*Given passage*
────────────────────────────────────────

SEATTLE — To hear Donald Trump tell it, the entire city of Seattle has been taken over by dirty anarchists intent on destroying America—and if the governor and mayor don’t “take care of it,” then by God, he will. On Fox News (with the assistance of faked images, of course), rioters appear to be practically burning down the city every night.
The reality, of course, bears no resemblance to any of this. I visited the Capitol Hill Organized Protest (CHOP), the center of all this controversy, earlier this week to get a close look. It became obvious that not only is the takeover of six city blocks entirely peaceful and cooperative, but the primary threat of violence is from pro-Trump thugs who have been coming to the “autonomous zone” with the intent of breaking it up.
First, let’s clear the basic misperceptions promulgated by Trump and his enablers: CHOP is only a smallish six-block section of the much larger Capitol Hill neighborhood, marked mainly by the roadblocks that close the area off to car traffic. The only violence surrounding its formation was in the initial clashes between police and anti-brutality protesters in the first week after the killing of George Floyd.
And the only signs of potential violence at the scene were from the pro-Trump provocateurs and far-right extremists who came to CHOP hoping to create a disturbance. Mostly, they failed miserably.
The zone is primarily comprised of Cal Anderson Park—which itself is comprised mainly of a large, oft-used soccer field with artificial turf, and a water storage facility surrounded by grass—and a handful of residential and business blocks adjacent to it. Its busiest street is Pine Street, the arterial from downtown that borders the soccer field and is home to both a number of businesses as well as the building which formerly housed Seattle Police Department’s East Precinct, and which is now blocked off by red plastic barriers.
The East Precinct building at 12th Avenue and Pine is the center of the zone’s activism. After being occupied by protesters, and then abandoned by the SPD, the building has been remade as the “Seattle People Department”; a large black plastic tarp covering the entryway reads, “This Space is Now Property of the Seattle People.”

────────────────────────────────────────

*Available data*
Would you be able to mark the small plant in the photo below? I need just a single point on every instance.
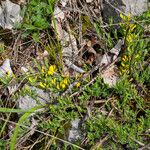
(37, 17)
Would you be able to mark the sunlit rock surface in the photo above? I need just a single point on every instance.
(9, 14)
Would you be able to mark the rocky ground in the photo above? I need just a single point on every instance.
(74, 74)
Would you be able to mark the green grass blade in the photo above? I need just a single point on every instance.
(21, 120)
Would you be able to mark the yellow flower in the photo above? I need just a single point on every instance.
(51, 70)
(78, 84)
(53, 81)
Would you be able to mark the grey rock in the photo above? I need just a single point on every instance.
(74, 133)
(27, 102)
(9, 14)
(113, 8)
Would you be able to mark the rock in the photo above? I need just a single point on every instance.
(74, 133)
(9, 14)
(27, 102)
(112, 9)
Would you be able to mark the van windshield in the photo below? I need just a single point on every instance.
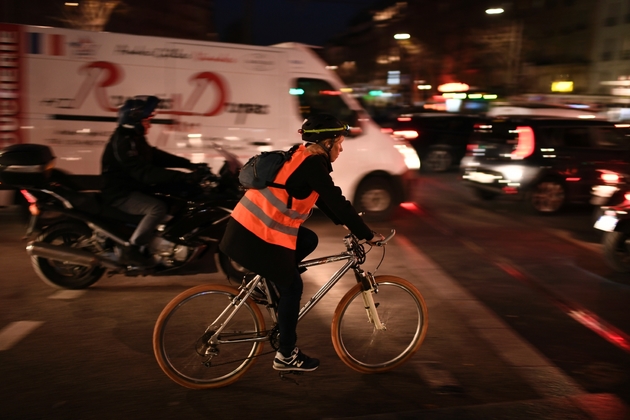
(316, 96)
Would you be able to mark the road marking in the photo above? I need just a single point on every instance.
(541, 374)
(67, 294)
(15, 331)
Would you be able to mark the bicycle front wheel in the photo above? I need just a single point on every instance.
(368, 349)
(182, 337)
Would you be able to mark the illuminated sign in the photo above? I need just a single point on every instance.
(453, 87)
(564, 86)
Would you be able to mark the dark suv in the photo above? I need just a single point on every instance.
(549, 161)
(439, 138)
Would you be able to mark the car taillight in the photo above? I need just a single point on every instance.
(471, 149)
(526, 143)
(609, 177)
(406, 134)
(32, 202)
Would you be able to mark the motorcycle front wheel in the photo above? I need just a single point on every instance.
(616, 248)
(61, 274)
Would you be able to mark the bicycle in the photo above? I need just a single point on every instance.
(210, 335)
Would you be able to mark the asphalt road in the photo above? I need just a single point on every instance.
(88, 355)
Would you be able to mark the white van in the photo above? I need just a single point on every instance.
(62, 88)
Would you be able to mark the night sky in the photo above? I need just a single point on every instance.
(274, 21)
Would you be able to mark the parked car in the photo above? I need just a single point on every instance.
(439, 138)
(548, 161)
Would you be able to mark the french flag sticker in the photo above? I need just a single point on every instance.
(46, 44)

────────────────────────────────────────

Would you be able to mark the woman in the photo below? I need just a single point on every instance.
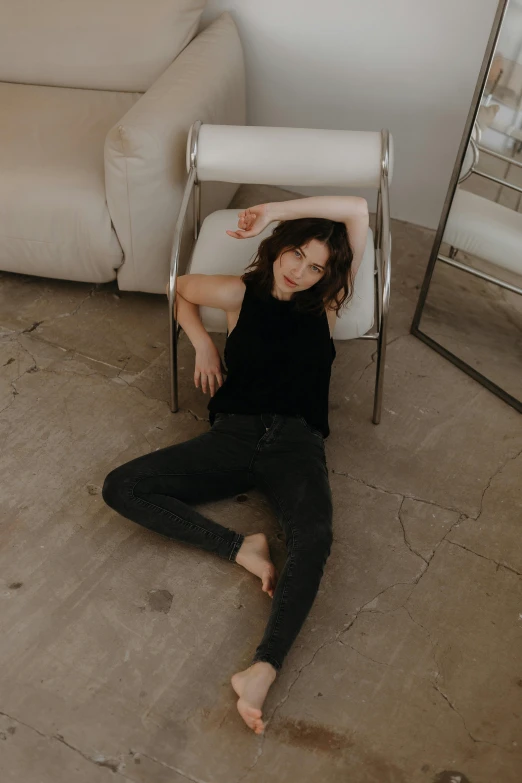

────────────────────────────────────────

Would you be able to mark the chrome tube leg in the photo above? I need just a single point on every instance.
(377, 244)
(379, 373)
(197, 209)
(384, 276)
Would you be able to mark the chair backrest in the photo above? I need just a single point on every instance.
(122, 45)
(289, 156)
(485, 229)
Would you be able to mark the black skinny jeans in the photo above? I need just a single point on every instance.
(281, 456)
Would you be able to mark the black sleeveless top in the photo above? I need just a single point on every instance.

────────────────────────────────────────

*Using the information*
[A] Reproduce the passage of the article on Seattle's protest zone between "The reality, of" and "breaking it up.", inclusive.
[B] Resume the article on Seattle's protest zone, picking up right after its final sentence.

*Response list*
[A]
The reality, of course, bears no resemblance to any of this. I visited the Capitol Hill Organized Protest (CHOP), the center of all this controversy, earlier this week to get a close look. It became obvious that not only is the takeover of six city blocks entirely peaceful and cooperative, but the primary threat of violence is from pro-Trump thugs who have been coming to the “autonomous zone” with the intent of breaking it up.

[B]
Protest signs—nearly all of them referencing police brutality against African Americans—decorate the walls along the cyclone fence that encircles the building: “Mass Incarceration is Slavery.” “Police Unions Are Terrorist Organizations.” “Defund the Police.” “Arrest the Cops Who Killed Breonna Taylor.” And so on.
Pine Street itself—on which a gigantic mural reading “Black Lives Matter” has been painted—is the main hub along which various activists, nearly all of them people of color, speaking through a megaphone to the gathered crowds can be heard, mainly at the intersection with 12th Street. Some explain the rules of the zone—which began existence as Capitol Hill Autonomous Zone (CHAZ), and then changed its name to the current one when participants and leaders agreed to do so—while others speak about the realities of police treatment of nonwhites and protesters.
All along the remainder of Pine inside the zone are booths that have been set up hawking wares, like a street fair—except that the offerings are primarily free. Signs announce the “No Cop Co-Op,” offering everything from medications and first-aid kits to food, water, and fresh produce. All of the goods on the shelves have been donated by Seattle businesses and residents, and it’s all free.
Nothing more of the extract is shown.